= DOCUMENT SECTION =
>>

Wes: Oh yeah, dude, I used to have that one, too!  All of the lyrics were interpreted, too.  They were really bad, they are not even close.  It was hilarious!
Matt: It was like a phonetic translation that some Japanese guy did.  It is one of my favorite records for that reason, just the lyric sheet is amazing.

MB: You just really weirded me out with that information.  I had no idea…
Matt: That’s some deep and nerdy shit.
Wes: I had a [Metallica] “Ride The Lightning” copy that was like that, too.  The sky was green and shit and when you opened it up all of the songs were in the wrong order.  ‘Fight Fire With Fire’ was the fourth song and you were like, “what the fuck?” [Laughs]


MB: When you guys look back at all of those 7” splits, do you think that maybe it is something that is being missed in this day and age?
Wes: I don’t know if people are missing it or not, I’m not another person obviously, but I would think people would like that because it’s cool.  I think vinyl is way better than CDs.  People these days are buying vinyl and not CDs because they can download the record for free.  Vinyl is obviously a bigger picture and sounds cooler.  I think people are going to start getting back into that.  It was still going on in 2000 and 2001, but after that I haven’t seen a lot of people doing that lately.  The last one we did was the one with Ingrowing.
Matt: It’s more of a punk thing rather than metal, especially in the mid-‘90s when we were starting to find our feet as a band there wasn’t any metal happening in the Bay Area except for Machine Head, and obviously we aren’t a part of that scene, so the bands that we played with were Dystopia, Spazz, Noothgrush, Agents of Satan, acts that are more powerviolence, grindcore, and punk.  We would play house parties, community centers, we never went to a proper venue with a sound system.  One of the bands would bring their PA and set it up on the floor.
Wes: Sometimes you didn’t even have vocal microphones so you would just scream into the air.  I like those shows, they’re cool.  I don’t even know if we could do that these days, it would be cool to, but I think our agent would be pissed off.  We are kind of above that now, which is cool, but it also sucks because I like playing punk shows and used to play a lot of them in my old bands and shit.
Matt: A lot of people that are into metal aren’t necessarily into that.
Wes: It’s weird when you tell a lot of metalheads that you’re into Doom and shit, they either don’t know what that is or ask why you’re listening to punk.  “What?  Metal and punk are totally related, how do you not see the connection?”
Matt: To me when I first heard crust I was like, “oh, this is like Celtic Frost.  I already know how to play this style.”
Wes: [Laughs] I was already listening to Minor Threat at the same time I was listening to Napalm Death so I already knew the lineage of it.  I just didn’t think there was really any difference.
Matt: It just seemed like if you had a good amp, long hair and played the same riff it’s metal, but if you have a shitty amp, spikey hair and played the same riff then it’s punk.  People would fight me about whether His Hero Is Gone is crust or death metal.  It’s just splitting hairs.

MB: Are there any last words you guys have for your fans here and in places you will be visiting in the future?
Matt: I’m stoked that we’re able to do this band again.  We’ve been pretty lucky because when your band splits up there are two things that can happen.  Usually it’s just a few people who remember your band, nerds like me who have 2,000 LPs in their bedroom with Exhumed patches and they get together with their friends and drink and talk about how awesome our old material was.  The other thing can be somehow people remember what you did and are happy to have you come back, and I feel really fortunate that we fall into the latter category.  It really surprised the shit out of me.  I figured after a year people would stop asking what we were up to.
Wes: We didn’t think any of this was going to happen, so we’re totally stoked.  As long as people want to see it then we’re going to keep doing it.
Matt: Yeah.  So thanks for that.
Wes: [Laughs] Cheers.
Matt: Cheers.

I would very much like to thank both Matt Harvey and Wes Caley of the mighty Exhumed for taking the time to sit down and have a great conversation with me, as well as both Relapse Records and Earsplit PR for helping to set up this interview in the first place.  You can catch the band on the rest of their remaining dates with Cannibal Corpse, Abysmal Dawn, and Arkaik.

<<

= RAW DATA =
>>

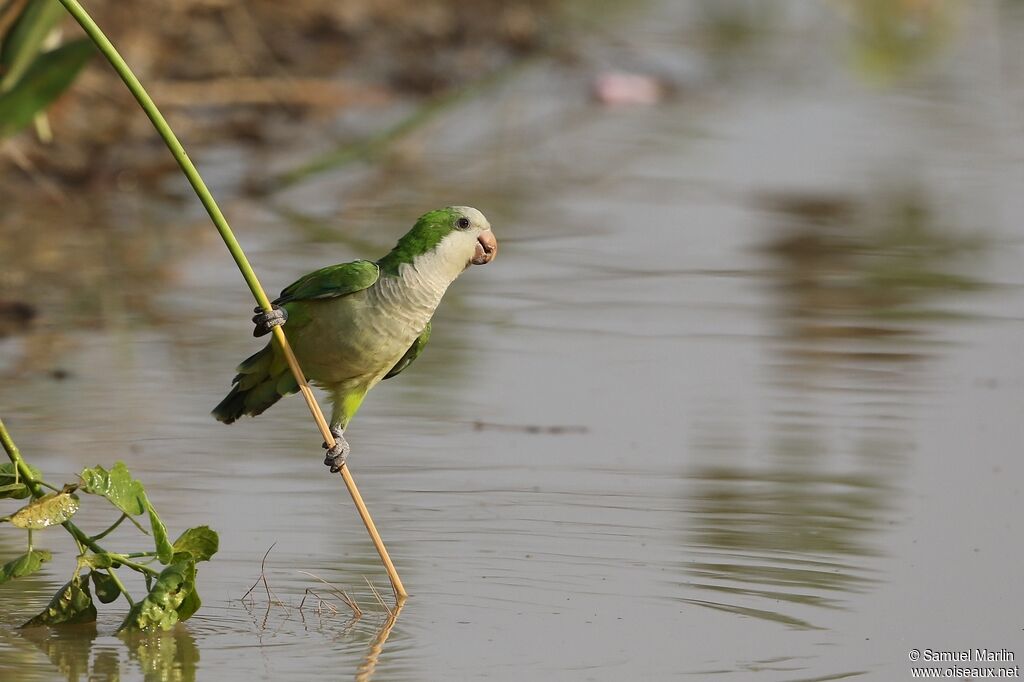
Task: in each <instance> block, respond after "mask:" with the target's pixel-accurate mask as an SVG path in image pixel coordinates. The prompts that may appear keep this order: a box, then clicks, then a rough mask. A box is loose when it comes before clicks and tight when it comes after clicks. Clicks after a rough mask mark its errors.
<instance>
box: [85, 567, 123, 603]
mask: <svg viewBox="0 0 1024 682" xmlns="http://www.w3.org/2000/svg"><path fill="white" fill-rule="evenodd" d="M89 576H90V577H91V578H92V584H93V586H95V588H96V599H98V600H99V601H100V602H102V603H104V604H109V603H111V602H112V601H114V600H115V599H117V598H118V597H120V596H121V588H120V587H119V586H118V584H117V582H116V581H115V580H114V579H113V578H111V576H110V574H108V573H103V572H100V571H98V570H90V571H89Z"/></svg>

<<

= INSTRUCTION =
Copy the interview passage starting at "Wes: It’s weird" and ending at "really any difference.", swapping "metalheads" for "metal fans".

= SOLUTION TO THE EXERCISE =
Wes: It’s weird when you tell a lot of metal fans that you’re into Doom and shit, they either don’t know what that is or ask why you’re listening to punk.  “What?  Metal and punk are totally related, how do you not see the connection?”
Matt: To me when I first heard crust I was like, “oh, this is like Celtic Frost.  I already know how to play this style.”
Wes: [Laughs] I was already listening to Minor Threat at the same time I was listening to Napalm Death so I already knew the lineage of it.  I just didn’t think there was really any difference.